======== Отрывок для разбора
Как мы узнали о смерти Сталина, я помню, как сегодня. Мы с сестрой спим в своей комнате, и вдруг вбегает наш брат Юля, который на 11 лет старше и который Сталина ненавидел, особенно из-за пакта Молотова–Риббентропа, и кричит: «Девки! Пляшите! Подох! Подох!». А он ошибся. Это было четвертое число, это о болезни Сталина сообщили. Но уже было неважно. А я вошла в другую комнату, и мама, которая вот так нас воспитала, сидит с очень печальным лицом. Мы говорим: «Мама! Ты что?!» А она говорит, вот это чисто еврейское, она говорит: «Знаете, боюсь, вдруг будет еще хуже». Мы говорим: «Ну куда хуже?» Убивать евреев, наверное, я не знаю.
Все-таки у нас были хорошие, довольно изолированные комнаты. Но реакции у соседей были разные. Одна была страстная коммунистка, которая была влюблена в Сталина, молилась на него. И… она рыдала. Самое смешное, что ее дочка, которая на два года нас старше, настолько была все время в нашей семье и настолько под влиянием нашей мамы, что она стала такая антисоветская, антисталинская. Тоже не вступила в комсомол.
А другие, мне кажется, тоже были как-то расстроены, но вот чтобы слезы были, я не помню. В школе я помню, что нас всех выстроили. Я сама к этому по-другому относилась, так что не хотела этого видеть. Но я не помню слез. И я помню, что директриса может быть дрожащим голосом говорила, но очень официально. Без рыданий. Без слез. А просто официально: «От нас ушел» и проч.
Из рассказа моей соученицы я знаю, что она собрала школьников, которые хотели на похороны. Приезжала для них машина, но было невозможно в Колонный зал пройти. Каким-то образом приятельницу протащили — она очень худенькая, маленькая, тоненькая такая, невесомая, и ее протащили по головам этой толпы. И она оказалась там и видела Сталина. Для нее это было приключение. Мне кажется, что ей в общем плевать было на Сталина, просто было любопытно.
Я думаю, какая была я нелюбопытная. Я настолько сама была поглощена тем, что его уже нет, что меня мнения других не интересовали.
Все-таки неожиданно он умер. Старый был, но не такой старик. Никто не об этом говорил. Ну очень мало времени прошло, несколько дней. О болезни сообщили 4-го, а о смерти 6-го, поэтому это было абсолютно неожиданно.
Кстати, мама, которая говорила: «Боюсь, что будет хуже, еще хуже», она уже весной поняла, что начало что-то меняться. Она говорила: «Ты посмотри. О нем по радио практически не говорят и в газетах практически ничего не пишут». И она уже почуяла перемены. Перемены не в жизни, но в отношении к Сталину. Но я не думаю, что люди думали: «Ой, что будет со страной». Но в семье перемены были — папа вернулся где-то через год, и его сразу взяли преподавать.
================
■ Об упражнении:
Проверьте, согласуются ли с отрывком утверждения (а), (б) и (в), и на каждое ответьте «да» или «нет», подкрепив ответ точной цитатой из отрывка. (а) Брат Юля был на 11 лет старше сестер. (б) О смерти Сталина сообщили 4-го числа. (в) Директриса в школе говорила с рыданиями. Строки, идущие после отрывка, для работы не понадобятся.
======== Показанные данные
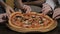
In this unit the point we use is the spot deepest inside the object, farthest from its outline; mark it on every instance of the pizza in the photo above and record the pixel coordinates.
(27, 22)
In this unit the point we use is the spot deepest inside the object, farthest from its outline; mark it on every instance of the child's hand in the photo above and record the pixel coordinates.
(56, 13)
(8, 10)
(46, 8)
(27, 8)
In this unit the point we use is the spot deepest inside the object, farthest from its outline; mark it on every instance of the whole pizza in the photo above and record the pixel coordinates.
(27, 22)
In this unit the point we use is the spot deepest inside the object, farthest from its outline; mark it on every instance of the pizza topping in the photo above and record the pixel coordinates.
(31, 20)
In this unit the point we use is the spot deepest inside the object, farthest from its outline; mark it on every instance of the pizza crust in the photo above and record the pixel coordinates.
(50, 26)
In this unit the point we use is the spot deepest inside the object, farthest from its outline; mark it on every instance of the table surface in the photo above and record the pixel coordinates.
(5, 30)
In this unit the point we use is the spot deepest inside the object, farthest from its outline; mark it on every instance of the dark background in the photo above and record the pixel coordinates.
(5, 30)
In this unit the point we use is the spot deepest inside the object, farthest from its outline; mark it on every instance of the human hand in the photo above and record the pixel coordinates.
(46, 8)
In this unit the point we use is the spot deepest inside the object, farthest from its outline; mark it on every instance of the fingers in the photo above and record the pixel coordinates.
(8, 12)
(27, 8)
(11, 10)
(56, 13)
(46, 8)
(1, 16)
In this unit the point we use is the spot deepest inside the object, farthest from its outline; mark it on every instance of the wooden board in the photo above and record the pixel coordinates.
(10, 3)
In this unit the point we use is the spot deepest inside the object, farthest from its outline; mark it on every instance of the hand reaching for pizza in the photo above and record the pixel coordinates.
(27, 8)
(8, 10)
(46, 8)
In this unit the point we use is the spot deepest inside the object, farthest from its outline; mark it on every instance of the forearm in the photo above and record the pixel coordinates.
(19, 4)
(51, 3)
(34, 3)
(2, 3)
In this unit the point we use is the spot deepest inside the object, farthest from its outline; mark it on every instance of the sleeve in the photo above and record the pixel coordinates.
(51, 3)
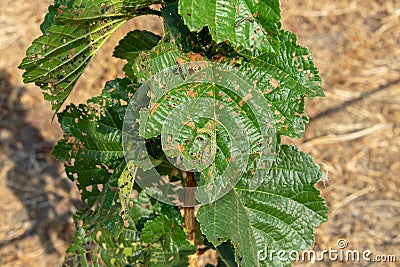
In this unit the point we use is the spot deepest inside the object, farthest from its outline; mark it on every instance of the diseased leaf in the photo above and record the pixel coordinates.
(286, 80)
(248, 24)
(73, 32)
(175, 247)
(280, 215)
(93, 156)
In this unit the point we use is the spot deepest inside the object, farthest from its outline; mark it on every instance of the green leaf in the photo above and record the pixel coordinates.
(175, 247)
(286, 80)
(133, 43)
(250, 25)
(280, 215)
(73, 32)
(92, 153)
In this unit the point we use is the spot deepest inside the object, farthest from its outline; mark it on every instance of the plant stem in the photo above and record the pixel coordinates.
(189, 216)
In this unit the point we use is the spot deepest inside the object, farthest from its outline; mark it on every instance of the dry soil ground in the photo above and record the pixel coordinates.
(353, 133)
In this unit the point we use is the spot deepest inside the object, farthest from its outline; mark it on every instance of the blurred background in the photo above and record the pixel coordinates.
(354, 133)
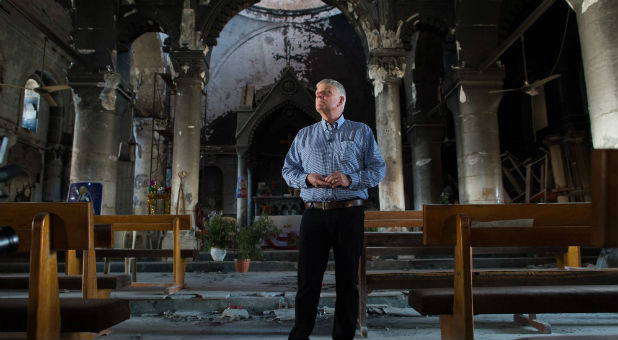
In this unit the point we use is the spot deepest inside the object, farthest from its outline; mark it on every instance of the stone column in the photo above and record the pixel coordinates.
(241, 202)
(189, 69)
(598, 35)
(386, 73)
(475, 114)
(53, 157)
(426, 141)
(142, 132)
(95, 140)
(250, 214)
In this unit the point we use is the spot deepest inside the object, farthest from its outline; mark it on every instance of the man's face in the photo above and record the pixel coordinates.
(328, 102)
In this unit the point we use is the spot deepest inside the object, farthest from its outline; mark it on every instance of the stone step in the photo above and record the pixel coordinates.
(253, 302)
(146, 265)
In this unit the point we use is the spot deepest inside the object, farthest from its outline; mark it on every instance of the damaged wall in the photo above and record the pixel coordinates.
(19, 61)
(257, 44)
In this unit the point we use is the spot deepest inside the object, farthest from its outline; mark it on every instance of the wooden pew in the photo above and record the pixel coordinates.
(553, 225)
(389, 243)
(175, 223)
(43, 315)
(72, 280)
(19, 216)
(411, 243)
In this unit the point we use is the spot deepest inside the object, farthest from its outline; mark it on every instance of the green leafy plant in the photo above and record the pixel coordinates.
(219, 232)
(249, 238)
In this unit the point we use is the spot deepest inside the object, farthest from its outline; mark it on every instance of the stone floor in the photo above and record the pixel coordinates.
(200, 312)
(262, 308)
(208, 326)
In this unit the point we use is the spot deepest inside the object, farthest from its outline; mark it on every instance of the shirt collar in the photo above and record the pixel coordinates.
(338, 123)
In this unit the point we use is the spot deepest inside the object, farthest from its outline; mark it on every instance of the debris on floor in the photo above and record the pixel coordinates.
(235, 313)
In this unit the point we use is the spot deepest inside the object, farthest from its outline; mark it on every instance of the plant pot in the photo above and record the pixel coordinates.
(242, 266)
(217, 254)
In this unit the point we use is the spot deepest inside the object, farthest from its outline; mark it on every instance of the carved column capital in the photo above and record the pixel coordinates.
(189, 64)
(386, 69)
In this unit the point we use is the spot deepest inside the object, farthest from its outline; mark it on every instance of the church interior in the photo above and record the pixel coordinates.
(146, 107)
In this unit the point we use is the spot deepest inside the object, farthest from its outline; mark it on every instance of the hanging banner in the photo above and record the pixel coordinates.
(87, 192)
(241, 187)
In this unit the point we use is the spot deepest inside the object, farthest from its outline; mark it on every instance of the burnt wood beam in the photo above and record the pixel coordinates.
(49, 33)
(531, 19)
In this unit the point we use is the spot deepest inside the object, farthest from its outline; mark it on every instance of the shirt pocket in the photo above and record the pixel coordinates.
(347, 156)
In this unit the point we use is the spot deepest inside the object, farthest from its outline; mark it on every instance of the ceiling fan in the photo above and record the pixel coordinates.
(44, 91)
(527, 87)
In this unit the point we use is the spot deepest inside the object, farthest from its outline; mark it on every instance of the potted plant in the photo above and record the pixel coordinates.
(219, 233)
(249, 240)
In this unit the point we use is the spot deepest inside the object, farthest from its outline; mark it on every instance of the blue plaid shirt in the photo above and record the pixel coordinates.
(348, 147)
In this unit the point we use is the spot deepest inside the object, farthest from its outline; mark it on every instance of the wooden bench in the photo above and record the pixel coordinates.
(174, 223)
(411, 243)
(72, 280)
(19, 216)
(553, 225)
(44, 315)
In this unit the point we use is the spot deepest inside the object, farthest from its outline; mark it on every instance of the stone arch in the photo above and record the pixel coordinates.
(144, 20)
(287, 91)
(218, 13)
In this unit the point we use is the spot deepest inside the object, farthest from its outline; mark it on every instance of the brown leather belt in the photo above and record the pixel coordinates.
(328, 205)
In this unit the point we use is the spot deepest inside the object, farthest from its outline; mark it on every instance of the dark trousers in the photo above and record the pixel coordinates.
(343, 230)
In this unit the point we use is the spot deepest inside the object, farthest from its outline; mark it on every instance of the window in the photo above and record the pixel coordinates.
(31, 108)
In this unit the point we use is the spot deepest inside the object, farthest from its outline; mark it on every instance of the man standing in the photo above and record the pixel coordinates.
(334, 162)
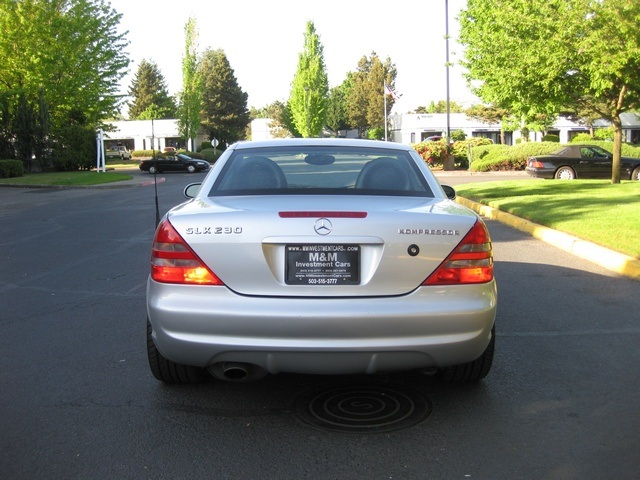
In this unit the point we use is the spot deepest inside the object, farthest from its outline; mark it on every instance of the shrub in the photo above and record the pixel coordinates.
(628, 150)
(458, 135)
(11, 168)
(582, 138)
(433, 153)
(603, 134)
(511, 158)
(551, 138)
(210, 154)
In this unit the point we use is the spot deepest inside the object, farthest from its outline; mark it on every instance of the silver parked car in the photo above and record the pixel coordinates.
(322, 256)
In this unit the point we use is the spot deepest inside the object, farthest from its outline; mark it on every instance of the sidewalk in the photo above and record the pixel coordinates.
(609, 259)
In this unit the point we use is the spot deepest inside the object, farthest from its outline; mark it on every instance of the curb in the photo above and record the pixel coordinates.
(614, 261)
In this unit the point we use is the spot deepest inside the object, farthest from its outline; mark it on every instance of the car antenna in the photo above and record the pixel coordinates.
(155, 173)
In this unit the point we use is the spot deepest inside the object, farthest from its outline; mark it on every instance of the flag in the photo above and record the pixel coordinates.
(388, 91)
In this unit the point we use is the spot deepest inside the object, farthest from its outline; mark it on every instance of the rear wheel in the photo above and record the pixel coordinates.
(167, 371)
(565, 173)
(471, 371)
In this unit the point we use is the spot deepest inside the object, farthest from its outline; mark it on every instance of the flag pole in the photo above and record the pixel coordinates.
(384, 95)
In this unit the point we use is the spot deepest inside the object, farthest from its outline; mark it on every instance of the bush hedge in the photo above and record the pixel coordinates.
(11, 168)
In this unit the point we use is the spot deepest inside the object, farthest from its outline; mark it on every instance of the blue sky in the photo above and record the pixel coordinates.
(262, 40)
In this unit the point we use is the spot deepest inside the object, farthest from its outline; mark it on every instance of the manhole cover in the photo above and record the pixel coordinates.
(363, 408)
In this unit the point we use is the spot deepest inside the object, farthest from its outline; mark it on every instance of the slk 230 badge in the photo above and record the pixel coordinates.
(213, 230)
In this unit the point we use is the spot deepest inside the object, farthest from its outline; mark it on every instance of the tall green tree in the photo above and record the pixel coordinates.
(191, 95)
(365, 99)
(150, 97)
(337, 118)
(224, 105)
(537, 58)
(66, 56)
(490, 115)
(310, 87)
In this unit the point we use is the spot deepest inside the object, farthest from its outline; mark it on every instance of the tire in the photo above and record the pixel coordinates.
(472, 371)
(166, 370)
(565, 173)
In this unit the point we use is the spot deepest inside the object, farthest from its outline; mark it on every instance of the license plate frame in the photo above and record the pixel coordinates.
(322, 264)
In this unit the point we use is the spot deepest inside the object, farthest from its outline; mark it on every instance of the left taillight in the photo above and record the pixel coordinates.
(173, 261)
(471, 261)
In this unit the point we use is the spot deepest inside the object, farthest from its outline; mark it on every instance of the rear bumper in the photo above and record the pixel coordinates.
(431, 327)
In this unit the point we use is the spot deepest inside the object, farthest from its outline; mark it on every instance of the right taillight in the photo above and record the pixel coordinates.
(172, 261)
(470, 262)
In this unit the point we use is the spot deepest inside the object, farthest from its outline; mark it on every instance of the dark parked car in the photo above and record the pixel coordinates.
(581, 161)
(176, 163)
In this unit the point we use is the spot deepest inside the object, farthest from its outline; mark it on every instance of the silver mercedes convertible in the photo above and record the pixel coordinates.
(320, 256)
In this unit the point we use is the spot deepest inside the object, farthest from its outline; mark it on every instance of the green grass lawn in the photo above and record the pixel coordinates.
(593, 210)
(85, 178)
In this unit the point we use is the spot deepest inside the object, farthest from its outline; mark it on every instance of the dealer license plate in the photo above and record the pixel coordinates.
(323, 264)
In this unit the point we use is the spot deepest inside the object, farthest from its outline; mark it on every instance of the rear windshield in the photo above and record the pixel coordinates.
(320, 170)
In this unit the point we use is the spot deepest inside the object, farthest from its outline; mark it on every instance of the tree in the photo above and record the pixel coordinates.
(365, 98)
(191, 95)
(539, 58)
(149, 93)
(310, 87)
(67, 58)
(440, 107)
(224, 104)
(337, 118)
(281, 125)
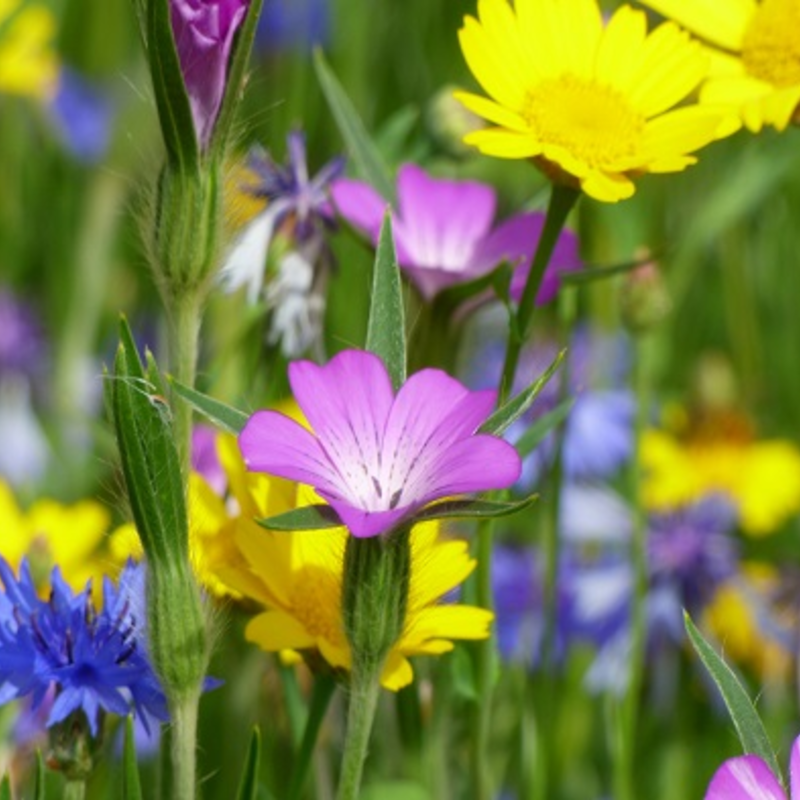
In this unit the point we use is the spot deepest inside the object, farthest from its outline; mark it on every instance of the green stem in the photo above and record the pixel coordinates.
(324, 687)
(184, 746)
(484, 667)
(562, 200)
(185, 314)
(626, 722)
(74, 790)
(364, 690)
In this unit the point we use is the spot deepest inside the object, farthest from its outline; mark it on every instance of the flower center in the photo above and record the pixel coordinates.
(594, 123)
(771, 47)
(314, 601)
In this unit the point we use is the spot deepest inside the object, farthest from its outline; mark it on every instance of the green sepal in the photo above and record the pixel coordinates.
(39, 783)
(534, 435)
(223, 416)
(472, 509)
(518, 405)
(237, 66)
(743, 713)
(143, 425)
(172, 99)
(248, 783)
(131, 785)
(309, 518)
(386, 330)
(361, 148)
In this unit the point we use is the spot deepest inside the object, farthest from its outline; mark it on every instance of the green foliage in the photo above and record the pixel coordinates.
(743, 713)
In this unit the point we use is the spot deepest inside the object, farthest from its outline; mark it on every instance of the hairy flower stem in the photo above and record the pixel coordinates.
(184, 746)
(364, 690)
(185, 315)
(562, 200)
(628, 713)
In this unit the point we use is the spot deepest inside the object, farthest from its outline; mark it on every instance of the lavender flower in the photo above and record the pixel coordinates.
(293, 24)
(81, 114)
(96, 660)
(377, 457)
(204, 31)
(749, 778)
(444, 235)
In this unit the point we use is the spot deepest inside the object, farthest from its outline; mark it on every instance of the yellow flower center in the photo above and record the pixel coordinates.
(594, 123)
(771, 47)
(314, 602)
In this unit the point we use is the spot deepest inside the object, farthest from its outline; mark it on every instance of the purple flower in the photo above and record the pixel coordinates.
(749, 778)
(96, 660)
(377, 457)
(295, 201)
(21, 342)
(444, 236)
(204, 31)
(81, 114)
(287, 24)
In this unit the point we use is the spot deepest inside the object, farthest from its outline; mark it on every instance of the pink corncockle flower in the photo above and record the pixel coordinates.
(444, 236)
(749, 778)
(204, 31)
(377, 457)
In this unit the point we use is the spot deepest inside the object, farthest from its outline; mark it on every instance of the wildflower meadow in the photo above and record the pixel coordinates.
(399, 401)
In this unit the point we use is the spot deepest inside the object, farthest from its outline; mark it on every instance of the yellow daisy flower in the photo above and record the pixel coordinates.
(590, 103)
(28, 64)
(298, 578)
(50, 533)
(762, 478)
(755, 61)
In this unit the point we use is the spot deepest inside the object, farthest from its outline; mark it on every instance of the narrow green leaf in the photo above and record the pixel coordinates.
(321, 694)
(535, 435)
(39, 787)
(172, 100)
(248, 783)
(223, 416)
(360, 146)
(308, 518)
(473, 509)
(240, 58)
(386, 331)
(131, 786)
(143, 424)
(518, 405)
(583, 277)
(745, 718)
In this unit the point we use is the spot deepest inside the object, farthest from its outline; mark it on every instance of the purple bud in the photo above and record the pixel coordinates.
(204, 31)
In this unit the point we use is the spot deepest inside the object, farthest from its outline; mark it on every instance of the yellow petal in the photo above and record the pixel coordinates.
(275, 630)
(721, 22)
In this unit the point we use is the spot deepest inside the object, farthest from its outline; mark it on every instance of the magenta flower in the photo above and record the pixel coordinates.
(204, 32)
(444, 236)
(749, 778)
(377, 457)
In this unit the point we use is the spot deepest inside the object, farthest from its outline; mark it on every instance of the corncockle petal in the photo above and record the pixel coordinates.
(377, 458)
(744, 778)
(271, 442)
(794, 769)
(442, 221)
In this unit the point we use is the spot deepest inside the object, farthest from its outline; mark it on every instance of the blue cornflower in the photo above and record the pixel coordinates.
(95, 660)
(298, 210)
(82, 114)
(293, 24)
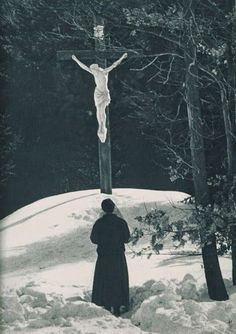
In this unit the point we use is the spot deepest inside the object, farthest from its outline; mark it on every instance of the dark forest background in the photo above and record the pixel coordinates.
(48, 123)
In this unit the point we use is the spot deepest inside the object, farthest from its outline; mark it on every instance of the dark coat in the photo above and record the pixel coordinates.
(111, 281)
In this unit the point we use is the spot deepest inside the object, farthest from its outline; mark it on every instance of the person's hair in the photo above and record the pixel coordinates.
(108, 205)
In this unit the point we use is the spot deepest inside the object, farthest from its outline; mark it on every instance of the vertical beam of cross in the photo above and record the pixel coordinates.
(104, 149)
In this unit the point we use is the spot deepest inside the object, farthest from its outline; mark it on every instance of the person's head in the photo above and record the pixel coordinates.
(94, 67)
(108, 205)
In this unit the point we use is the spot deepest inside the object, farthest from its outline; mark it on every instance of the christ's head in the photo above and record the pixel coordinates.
(108, 205)
(94, 67)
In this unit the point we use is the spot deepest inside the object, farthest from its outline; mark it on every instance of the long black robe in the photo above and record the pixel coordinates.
(111, 281)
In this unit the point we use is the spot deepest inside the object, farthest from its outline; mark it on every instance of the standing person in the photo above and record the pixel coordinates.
(111, 281)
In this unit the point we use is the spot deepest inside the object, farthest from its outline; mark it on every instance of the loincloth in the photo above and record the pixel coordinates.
(102, 97)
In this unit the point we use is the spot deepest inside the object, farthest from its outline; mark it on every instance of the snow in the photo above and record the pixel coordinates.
(48, 264)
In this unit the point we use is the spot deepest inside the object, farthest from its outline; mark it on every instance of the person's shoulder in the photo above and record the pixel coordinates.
(121, 220)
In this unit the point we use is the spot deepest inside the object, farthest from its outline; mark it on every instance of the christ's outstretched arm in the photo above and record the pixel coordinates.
(82, 65)
(116, 63)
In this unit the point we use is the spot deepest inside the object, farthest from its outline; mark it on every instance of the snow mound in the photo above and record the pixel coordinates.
(177, 308)
(166, 306)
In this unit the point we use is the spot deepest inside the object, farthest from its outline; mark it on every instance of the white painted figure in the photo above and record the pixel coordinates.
(101, 94)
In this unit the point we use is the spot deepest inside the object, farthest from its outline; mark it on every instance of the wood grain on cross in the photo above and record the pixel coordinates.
(99, 55)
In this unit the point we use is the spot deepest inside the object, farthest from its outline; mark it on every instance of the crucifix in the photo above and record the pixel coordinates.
(101, 95)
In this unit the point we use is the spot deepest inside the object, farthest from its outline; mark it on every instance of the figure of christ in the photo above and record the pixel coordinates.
(101, 94)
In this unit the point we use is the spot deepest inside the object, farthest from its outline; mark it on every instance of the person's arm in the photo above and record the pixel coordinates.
(82, 65)
(126, 232)
(94, 234)
(116, 63)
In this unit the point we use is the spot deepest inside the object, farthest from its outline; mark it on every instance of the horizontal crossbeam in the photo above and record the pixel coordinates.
(64, 55)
================
■ Результат задания:
(а) Да: «который на 11 лет старше».
(б) Нет: «О болезни сообщили 4-го, а о смерти 6-го».
(в) Нет: «Без рыданий».